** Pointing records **
>>>

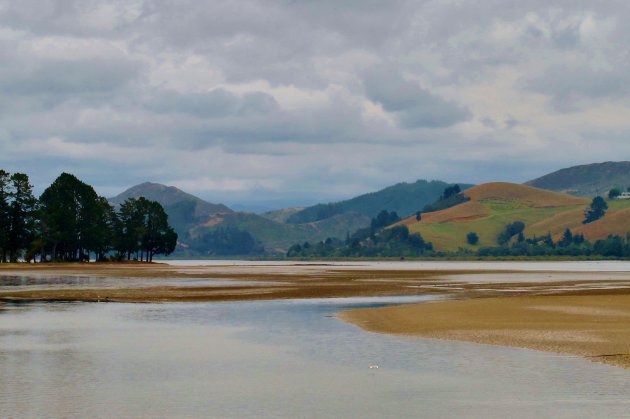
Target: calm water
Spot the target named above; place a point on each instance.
(531, 266)
(274, 359)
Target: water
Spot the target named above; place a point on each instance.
(274, 359)
(530, 266)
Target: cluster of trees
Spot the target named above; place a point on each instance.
(226, 241)
(70, 222)
(596, 211)
(451, 196)
(616, 192)
(514, 229)
(373, 241)
(569, 244)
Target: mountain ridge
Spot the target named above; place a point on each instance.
(587, 179)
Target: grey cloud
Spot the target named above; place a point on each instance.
(568, 86)
(416, 107)
(112, 75)
(214, 104)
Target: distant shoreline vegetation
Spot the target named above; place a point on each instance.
(386, 238)
(70, 222)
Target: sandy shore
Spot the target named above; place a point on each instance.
(592, 326)
(581, 313)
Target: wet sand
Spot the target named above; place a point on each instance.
(589, 325)
(581, 313)
(138, 283)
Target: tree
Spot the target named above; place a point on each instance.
(450, 191)
(596, 211)
(383, 219)
(5, 225)
(75, 220)
(472, 238)
(159, 237)
(22, 215)
(143, 230)
(567, 238)
(511, 230)
(614, 193)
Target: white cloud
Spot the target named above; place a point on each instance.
(310, 99)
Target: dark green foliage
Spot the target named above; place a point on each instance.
(227, 241)
(472, 238)
(569, 245)
(5, 225)
(451, 197)
(586, 180)
(403, 198)
(22, 216)
(613, 246)
(374, 241)
(383, 219)
(450, 191)
(143, 230)
(511, 230)
(70, 221)
(614, 193)
(596, 211)
(72, 216)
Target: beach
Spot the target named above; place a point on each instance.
(579, 313)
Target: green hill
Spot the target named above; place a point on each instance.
(587, 180)
(183, 209)
(404, 198)
(209, 229)
(494, 205)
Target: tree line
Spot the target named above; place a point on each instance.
(374, 241)
(70, 222)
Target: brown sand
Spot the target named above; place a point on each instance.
(586, 314)
(593, 326)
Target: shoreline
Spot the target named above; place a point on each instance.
(579, 313)
(593, 326)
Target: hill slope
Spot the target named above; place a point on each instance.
(404, 198)
(169, 196)
(586, 180)
(193, 218)
(494, 205)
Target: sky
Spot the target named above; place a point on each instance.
(278, 103)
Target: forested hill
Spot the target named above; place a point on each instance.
(169, 196)
(587, 180)
(403, 198)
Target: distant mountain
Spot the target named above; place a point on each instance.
(211, 229)
(169, 196)
(276, 237)
(404, 198)
(281, 215)
(587, 180)
(494, 205)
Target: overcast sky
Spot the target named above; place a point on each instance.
(300, 101)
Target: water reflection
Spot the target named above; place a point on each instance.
(274, 359)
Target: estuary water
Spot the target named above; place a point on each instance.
(287, 359)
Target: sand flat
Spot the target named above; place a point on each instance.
(593, 326)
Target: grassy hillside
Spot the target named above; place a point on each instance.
(193, 217)
(586, 180)
(494, 205)
(281, 215)
(404, 198)
(277, 237)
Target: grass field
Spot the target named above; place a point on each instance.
(494, 205)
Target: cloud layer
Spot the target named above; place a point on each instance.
(300, 101)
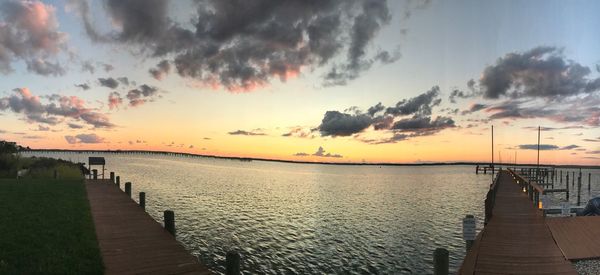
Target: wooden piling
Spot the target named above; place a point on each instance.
(128, 188)
(579, 191)
(233, 262)
(440, 261)
(169, 219)
(143, 200)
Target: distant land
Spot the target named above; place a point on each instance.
(307, 162)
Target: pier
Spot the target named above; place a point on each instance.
(517, 238)
(130, 241)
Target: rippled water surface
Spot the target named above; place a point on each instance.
(308, 218)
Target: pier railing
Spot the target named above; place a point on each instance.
(491, 198)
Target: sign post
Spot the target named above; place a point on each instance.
(469, 231)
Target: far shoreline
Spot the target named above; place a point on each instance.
(311, 162)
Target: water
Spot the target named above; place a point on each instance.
(309, 218)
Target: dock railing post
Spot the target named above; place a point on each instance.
(169, 219)
(440, 261)
(128, 188)
(232, 263)
(143, 200)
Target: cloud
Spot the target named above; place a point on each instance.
(161, 71)
(335, 123)
(45, 67)
(420, 105)
(570, 147)
(475, 107)
(83, 86)
(246, 133)
(108, 82)
(240, 45)
(123, 80)
(458, 94)
(87, 66)
(300, 132)
(141, 95)
(29, 32)
(423, 124)
(84, 138)
(319, 153)
(74, 126)
(540, 72)
(43, 128)
(114, 100)
(408, 118)
(31, 106)
(535, 147)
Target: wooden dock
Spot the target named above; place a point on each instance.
(130, 241)
(516, 239)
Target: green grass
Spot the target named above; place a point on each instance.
(46, 227)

<<<

** THE TASK **
Give the entries again without a single change, but with no pictures.

** FULL SOLUTION **
Target: calm water
Spot the target named above; place a point on each instance.
(531, 266)
(274, 359)
Target: water
Spot the target named above; place a point on each instance.
(274, 359)
(530, 266)
Target: cluster of trees
Spot the target named above; place a point on each instance.
(226, 241)
(70, 222)
(596, 211)
(451, 196)
(616, 192)
(514, 229)
(373, 241)
(569, 244)
Target: mountain ridge
Spot the target named above; place a point on each instance.
(587, 179)
Target: grey cloud
Spot the target named above; place a point on each instance.
(568, 86)
(416, 107)
(112, 75)
(214, 104)
Target: distant shoreline vegetation
Spot the target named above; place a point on each instance.
(386, 238)
(70, 222)
Target: sandy shore
Spot the target named above; place a point on each instance.
(592, 326)
(581, 313)
Target: wet sand
Spot the target named above; place a point on each instance.
(589, 325)
(581, 313)
(138, 283)
Target: tree
Spot the target named above; place a point on each instance.
(450, 191)
(596, 211)
(383, 219)
(5, 225)
(75, 220)
(472, 238)
(159, 237)
(22, 215)
(143, 230)
(567, 238)
(511, 230)
(614, 193)
Target: white cloud
Spot the target named above; place a point on each instance.
(310, 99)
Target: dark green foliage
Spot the target named above; place a point on each instance.
(227, 241)
(472, 238)
(569, 245)
(5, 225)
(451, 197)
(586, 180)
(403, 198)
(22, 216)
(613, 246)
(374, 241)
(383, 219)
(450, 191)
(143, 230)
(511, 230)
(70, 221)
(614, 193)
(596, 211)
(72, 216)
Target: beach
Spot the target named above; place a point on each instance.
(579, 313)
Target: green hill
Spot the target named above; place a point on each instance.
(587, 180)
(183, 209)
(404, 198)
(209, 229)
(494, 205)
Target: tree line
Spot the target named above; place a point on each instance.
(374, 241)
(70, 222)
Target: brown sand
Spot the target named above; place a point on each instance.
(586, 314)
(593, 326)
Target: shoreline
Spot the target named above; place a point on each instance.
(579, 313)
(593, 326)
Target: hill slope
Spot the target named above; place a point on each instance.
(404, 198)
(169, 196)
(586, 180)
(193, 218)
(494, 205)
Target: sky
Spot the target named above; place a point on each instance.
(278, 103)
Target: forested hill
Spot the target named above; place a point on each instance.
(169, 196)
(587, 180)
(403, 198)
Target: distant mountain
Spot the target named above; place a point on each instance.
(211, 229)
(169, 196)
(276, 237)
(404, 198)
(281, 215)
(587, 180)
(494, 205)
Target: overcast sky
Spot the target named above; place a point on each instance.
(300, 101)
Target: water reflection
Spot the target named above; place a point on each instance.
(274, 359)
Target: estuary water
Spot the target named above; place a point on each instance.
(287, 359)
Target: sand flat
Spot the target named above; place a point on each instance.
(593, 326)
Target: grassy hillside
Spot the target named above; place a point on each instance.
(193, 217)
(586, 180)
(494, 205)
(281, 215)
(404, 198)
(277, 237)
Target: grass field
Spot the target named above; place a point on each instance.
(494, 205)
Target: cloud layer
Spot the target named above; place a point on each instance.
(300, 101)
Target: wooden piling
Spot the target named above; place a point on each instance.
(128, 188)
(579, 191)
(233, 262)
(440, 261)
(169, 219)
(143, 200)
Target: distant land
Spot the target named above; place a point on each instance.
(307, 162)
Target: pier
Spot the target named above; place a point on each instance.
(517, 238)
(130, 241)
Target: rippled water surface
Spot the target named above; place a point on each instance.
(308, 218)
Target: pier railing
Spot the target named above; place a point on each instance.
(491, 198)
Target: sign post
Spot the target named above; place a point on each instance.
(469, 231)
Target: far shoreline
Spot the target named above; place a point on each instance.
(311, 162)
Target: water
Spot the target named above; place a point on each instance.
(309, 218)
Target: dock railing post
Spot the target named above; place a point on each instance.
(169, 219)
(440, 261)
(128, 188)
(232, 263)
(143, 200)
Target: cloud
Spot the target named above; place a point on each instance.
(161, 71)
(335, 123)
(45, 67)
(420, 105)
(570, 147)
(475, 107)
(83, 86)
(246, 133)
(108, 82)
(240, 45)
(123, 80)
(458, 94)
(87, 66)
(300, 132)
(141, 95)
(29, 32)
(423, 124)
(84, 138)
(319, 153)
(74, 126)
(540, 72)
(43, 128)
(114, 100)
(408, 118)
(31, 106)
(535, 147)
Target: wooden dock
Spot the target named above; place a point on each instance.
(130, 241)
(516, 239)
Target: green grass
Spot the target named above; place a point on each instance.
(46, 227)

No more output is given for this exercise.